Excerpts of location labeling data

-=-=-=-=-

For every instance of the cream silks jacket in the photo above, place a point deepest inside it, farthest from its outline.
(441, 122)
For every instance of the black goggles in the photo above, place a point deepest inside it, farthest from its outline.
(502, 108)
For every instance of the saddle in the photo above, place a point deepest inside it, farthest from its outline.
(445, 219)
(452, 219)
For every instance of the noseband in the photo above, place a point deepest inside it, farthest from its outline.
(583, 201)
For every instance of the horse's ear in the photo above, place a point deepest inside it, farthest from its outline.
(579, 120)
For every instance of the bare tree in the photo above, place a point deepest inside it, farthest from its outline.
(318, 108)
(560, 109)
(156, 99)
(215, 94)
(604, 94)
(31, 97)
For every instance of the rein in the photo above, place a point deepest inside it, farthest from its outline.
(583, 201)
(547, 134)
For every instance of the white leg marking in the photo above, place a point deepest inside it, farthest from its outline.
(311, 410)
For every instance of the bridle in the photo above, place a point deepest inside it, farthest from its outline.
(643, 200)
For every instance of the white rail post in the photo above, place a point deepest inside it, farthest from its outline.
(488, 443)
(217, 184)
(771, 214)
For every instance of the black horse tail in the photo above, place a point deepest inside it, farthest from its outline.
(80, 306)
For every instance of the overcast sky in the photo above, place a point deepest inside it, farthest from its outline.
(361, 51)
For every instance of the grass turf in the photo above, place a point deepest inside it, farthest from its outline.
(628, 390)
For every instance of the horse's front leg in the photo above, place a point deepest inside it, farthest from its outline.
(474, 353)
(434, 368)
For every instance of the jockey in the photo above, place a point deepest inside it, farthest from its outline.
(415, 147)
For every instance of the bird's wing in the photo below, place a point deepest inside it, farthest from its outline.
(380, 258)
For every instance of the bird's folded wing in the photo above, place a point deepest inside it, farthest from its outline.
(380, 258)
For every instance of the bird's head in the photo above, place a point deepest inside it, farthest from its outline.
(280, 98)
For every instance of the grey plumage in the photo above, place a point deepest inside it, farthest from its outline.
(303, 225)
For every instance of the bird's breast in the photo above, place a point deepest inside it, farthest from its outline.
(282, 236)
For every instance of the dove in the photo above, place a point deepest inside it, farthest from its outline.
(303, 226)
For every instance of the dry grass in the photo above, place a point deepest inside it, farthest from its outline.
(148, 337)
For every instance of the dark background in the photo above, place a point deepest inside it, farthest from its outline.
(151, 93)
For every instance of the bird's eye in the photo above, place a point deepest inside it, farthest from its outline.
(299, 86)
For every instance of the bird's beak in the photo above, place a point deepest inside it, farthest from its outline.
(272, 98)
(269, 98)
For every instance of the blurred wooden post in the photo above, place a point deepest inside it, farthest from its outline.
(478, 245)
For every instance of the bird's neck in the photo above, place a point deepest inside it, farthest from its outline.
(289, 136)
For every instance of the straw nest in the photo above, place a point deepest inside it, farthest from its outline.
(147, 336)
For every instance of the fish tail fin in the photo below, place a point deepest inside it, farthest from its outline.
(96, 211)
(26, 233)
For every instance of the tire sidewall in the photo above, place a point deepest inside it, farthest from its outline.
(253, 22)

-=-=-=-=-

Rewrite everything from the line containing "For every instance of the bird's eye" down to the end of the material, changing "straw nest" to "twig nest" and leaving the rest unchanged. Give only those lines.

For every instance of the bird's eye in the photo above, place a point deepest inside it, farthest from its outline.
(299, 86)
For every instance of the bird's beak in the photo above, place a point deepest inside it, farthest from its outline.
(272, 98)
(269, 98)
For every instance of the blurred wooden post in the photo above, place a point deepest inside it, farthest from its outline.
(478, 245)
For every instance of the bird's neck in the photo above, place a point deepest inside it, farthest from its outline.
(289, 136)
For every instance of the twig nest in the photo above, place a point deepest inside it, farthest from its outline.
(147, 336)
For every instance of the fish tail fin in the photo below, place a point deepest inside it, farthest from its outline.
(96, 211)
(26, 233)
For every instance of the tire sidewall in the photo above, place a point deepest inside it, farthest from its outline.
(253, 22)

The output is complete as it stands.